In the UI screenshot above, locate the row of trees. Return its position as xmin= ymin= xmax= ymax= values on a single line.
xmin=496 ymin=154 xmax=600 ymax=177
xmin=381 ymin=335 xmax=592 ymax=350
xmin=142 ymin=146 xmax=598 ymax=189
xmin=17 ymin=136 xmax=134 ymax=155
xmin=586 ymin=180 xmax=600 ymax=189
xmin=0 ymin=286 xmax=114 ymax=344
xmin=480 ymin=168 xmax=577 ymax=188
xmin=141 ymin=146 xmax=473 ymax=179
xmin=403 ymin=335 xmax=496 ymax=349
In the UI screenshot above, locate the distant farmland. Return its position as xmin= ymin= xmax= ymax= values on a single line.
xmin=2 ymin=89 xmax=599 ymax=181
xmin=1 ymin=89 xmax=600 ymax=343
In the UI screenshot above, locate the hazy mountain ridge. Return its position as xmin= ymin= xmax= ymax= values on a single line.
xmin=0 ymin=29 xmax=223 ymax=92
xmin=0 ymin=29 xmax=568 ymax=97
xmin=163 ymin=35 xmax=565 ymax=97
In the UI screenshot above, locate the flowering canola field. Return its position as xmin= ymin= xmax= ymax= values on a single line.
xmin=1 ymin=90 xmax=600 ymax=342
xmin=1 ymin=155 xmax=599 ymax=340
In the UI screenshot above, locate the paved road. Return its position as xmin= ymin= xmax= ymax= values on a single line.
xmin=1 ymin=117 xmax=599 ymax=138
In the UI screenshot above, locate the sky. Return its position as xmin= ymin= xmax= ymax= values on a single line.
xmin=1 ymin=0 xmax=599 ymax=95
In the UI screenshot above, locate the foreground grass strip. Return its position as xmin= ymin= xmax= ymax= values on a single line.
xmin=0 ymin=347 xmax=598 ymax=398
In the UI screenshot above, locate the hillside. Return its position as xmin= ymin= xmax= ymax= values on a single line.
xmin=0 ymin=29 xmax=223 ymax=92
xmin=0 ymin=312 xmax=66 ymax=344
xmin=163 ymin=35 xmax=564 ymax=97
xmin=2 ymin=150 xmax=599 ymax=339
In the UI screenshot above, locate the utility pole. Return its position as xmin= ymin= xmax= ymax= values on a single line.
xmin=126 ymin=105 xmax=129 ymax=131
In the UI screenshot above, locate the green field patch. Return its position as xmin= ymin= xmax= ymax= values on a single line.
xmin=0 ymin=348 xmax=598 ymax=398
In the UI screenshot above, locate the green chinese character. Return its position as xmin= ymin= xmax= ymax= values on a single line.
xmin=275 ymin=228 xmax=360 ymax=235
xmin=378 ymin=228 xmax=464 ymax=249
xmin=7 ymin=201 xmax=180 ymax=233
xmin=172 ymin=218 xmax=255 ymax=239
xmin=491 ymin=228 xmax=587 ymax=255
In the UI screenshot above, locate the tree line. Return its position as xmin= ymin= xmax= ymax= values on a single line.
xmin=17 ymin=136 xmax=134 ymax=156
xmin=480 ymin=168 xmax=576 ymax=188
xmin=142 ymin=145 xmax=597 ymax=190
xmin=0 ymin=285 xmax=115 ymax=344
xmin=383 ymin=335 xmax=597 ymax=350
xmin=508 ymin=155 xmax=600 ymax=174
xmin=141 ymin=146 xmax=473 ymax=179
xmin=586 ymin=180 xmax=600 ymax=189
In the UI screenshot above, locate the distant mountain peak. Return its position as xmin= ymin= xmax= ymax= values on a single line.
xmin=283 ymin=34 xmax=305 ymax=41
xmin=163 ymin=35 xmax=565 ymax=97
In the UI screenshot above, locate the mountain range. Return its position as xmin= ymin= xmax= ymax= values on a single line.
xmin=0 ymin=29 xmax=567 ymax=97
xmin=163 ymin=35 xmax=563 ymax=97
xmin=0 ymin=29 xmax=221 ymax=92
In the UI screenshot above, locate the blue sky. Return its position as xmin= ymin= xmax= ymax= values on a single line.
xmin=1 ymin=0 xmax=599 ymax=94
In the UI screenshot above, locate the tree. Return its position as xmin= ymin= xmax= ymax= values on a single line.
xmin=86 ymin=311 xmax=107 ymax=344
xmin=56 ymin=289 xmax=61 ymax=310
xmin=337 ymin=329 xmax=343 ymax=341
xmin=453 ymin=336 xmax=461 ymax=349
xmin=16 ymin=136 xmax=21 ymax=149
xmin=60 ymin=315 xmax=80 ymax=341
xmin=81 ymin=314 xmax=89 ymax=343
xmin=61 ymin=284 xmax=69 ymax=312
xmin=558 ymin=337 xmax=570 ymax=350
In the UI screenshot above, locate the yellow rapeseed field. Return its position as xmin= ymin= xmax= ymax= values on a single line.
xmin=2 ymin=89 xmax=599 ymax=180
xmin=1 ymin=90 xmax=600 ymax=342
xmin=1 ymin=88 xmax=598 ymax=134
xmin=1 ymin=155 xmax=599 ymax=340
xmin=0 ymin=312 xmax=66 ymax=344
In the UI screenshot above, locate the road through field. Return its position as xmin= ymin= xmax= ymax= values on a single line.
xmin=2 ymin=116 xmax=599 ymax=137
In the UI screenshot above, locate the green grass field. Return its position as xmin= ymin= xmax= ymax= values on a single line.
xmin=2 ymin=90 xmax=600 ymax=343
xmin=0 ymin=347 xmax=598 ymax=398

Exercise aim: Please return the full listing exactly as it appears.

Answer for the task:
In the UI screenshot above, locate the row of trees. Return its position as xmin= ymin= xmax= ymax= values on a single line.
xmin=496 ymin=154 xmax=600 ymax=177
xmin=381 ymin=335 xmax=592 ymax=350
xmin=142 ymin=146 xmax=598 ymax=189
xmin=17 ymin=136 xmax=134 ymax=155
xmin=586 ymin=180 xmax=600 ymax=189
xmin=0 ymin=286 xmax=114 ymax=344
xmin=480 ymin=168 xmax=577 ymax=188
xmin=141 ymin=146 xmax=473 ymax=179
xmin=403 ymin=335 xmax=496 ymax=349
In the UI screenshot above, locate the distant farmland. Return its position as xmin= ymin= xmax= ymax= values on a single line.
xmin=2 ymin=89 xmax=599 ymax=181
xmin=1 ymin=89 xmax=600 ymax=343
In the UI screenshot above, locate the hazy mountain ridge. Return its position as xmin= ymin= xmax= ymax= values on a single line.
xmin=0 ymin=29 xmax=223 ymax=92
xmin=0 ymin=29 xmax=568 ymax=97
xmin=163 ymin=35 xmax=565 ymax=97
In the UI screenshot above, locate the flowering canola field. Return its position as xmin= ymin= xmax= ymax= values on a single line.
xmin=1 ymin=90 xmax=600 ymax=342
xmin=1 ymin=155 xmax=599 ymax=340
In the UI screenshot above, locate the paved road. Return its position as xmin= ymin= xmax= ymax= values on a single line.
xmin=1 ymin=117 xmax=599 ymax=138
In the UI screenshot above, locate the sky. Return its position as xmin= ymin= xmax= ymax= values on a single line.
xmin=1 ymin=0 xmax=599 ymax=95
In the UI screenshot above, locate the foreground grass strip. Return its position as xmin= ymin= xmax= ymax= values on a single line.
xmin=0 ymin=347 xmax=598 ymax=398
In the UI screenshot above, locate the hillside. Return its position as xmin= ymin= xmax= ymax= values on a single line.
xmin=0 ymin=29 xmax=223 ymax=92
xmin=0 ymin=312 xmax=66 ymax=344
xmin=163 ymin=35 xmax=564 ymax=97
xmin=2 ymin=150 xmax=599 ymax=339
In the UI screenshot above, locate the utility pole. Return its position as xmin= ymin= xmax= ymax= values on a single line.
xmin=126 ymin=105 xmax=129 ymax=131
In the UI screenshot above, locate the green field patch. Return its position as xmin= ymin= xmax= ymax= values on a single line.
xmin=0 ymin=348 xmax=598 ymax=398
In the UI screenshot above, locate the green chinese character. Return its position as xmin= ymin= xmax= ymax= values on a single line.
xmin=275 ymin=228 xmax=360 ymax=235
xmin=378 ymin=228 xmax=464 ymax=249
xmin=7 ymin=201 xmax=180 ymax=233
xmin=172 ymin=218 xmax=255 ymax=239
xmin=491 ymin=228 xmax=587 ymax=255
In the UI screenshot above, locate the tree line. Return its position as xmin= ymin= xmax= ymax= values on a single line.
xmin=17 ymin=136 xmax=134 ymax=156
xmin=480 ymin=168 xmax=576 ymax=188
xmin=142 ymin=145 xmax=597 ymax=190
xmin=0 ymin=285 xmax=115 ymax=344
xmin=383 ymin=335 xmax=597 ymax=350
xmin=508 ymin=155 xmax=600 ymax=174
xmin=141 ymin=146 xmax=473 ymax=179
xmin=586 ymin=180 xmax=600 ymax=189
In the UI screenshot above, locate the distant mountain peak. Return its position as xmin= ymin= xmax= ymax= values on a single line.
xmin=283 ymin=34 xmax=305 ymax=41
xmin=163 ymin=35 xmax=565 ymax=97
In the UI screenshot above, locate the mountain range. Return its position as xmin= ymin= xmax= ymax= values on a single line.
xmin=0 ymin=29 xmax=567 ymax=97
xmin=163 ymin=35 xmax=563 ymax=97
xmin=0 ymin=29 xmax=221 ymax=92
In the UI screenshot above, locate the blue sky. Return its position as xmin= ymin= xmax= ymax= values on a single line.
xmin=1 ymin=0 xmax=599 ymax=94
In the UI screenshot above, locate the tree. Return its position as xmin= ymin= xmax= ymax= values on a single line.
xmin=86 ymin=311 xmax=107 ymax=344
xmin=56 ymin=289 xmax=61 ymax=310
xmin=337 ymin=329 xmax=343 ymax=341
xmin=453 ymin=336 xmax=461 ymax=349
xmin=16 ymin=136 xmax=21 ymax=149
xmin=60 ymin=315 xmax=80 ymax=341
xmin=81 ymin=314 xmax=89 ymax=343
xmin=61 ymin=284 xmax=69 ymax=312
xmin=558 ymin=337 xmax=570 ymax=350
In the UI screenshot above, locate the yellow rapeseed field. Return its position as xmin= ymin= xmax= ymax= values on a single line.
xmin=2 ymin=89 xmax=599 ymax=180
xmin=1 ymin=90 xmax=600 ymax=342
xmin=1 ymin=88 xmax=598 ymax=134
xmin=1 ymin=155 xmax=599 ymax=340
xmin=0 ymin=312 xmax=66 ymax=344
In the UI screenshot above, locate the road through field. Return its position as xmin= ymin= xmax= ymax= values on a single line.
xmin=2 ymin=116 xmax=599 ymax=137
In the UI screenshot above, locate the green grass field. Return its position as xmin= ymin= xmax= ymax= values on a single line.
xmin=2 ymin=90 xmax=600 ymax=343
xmin=0 ymin=347 xmax=598 ymax=398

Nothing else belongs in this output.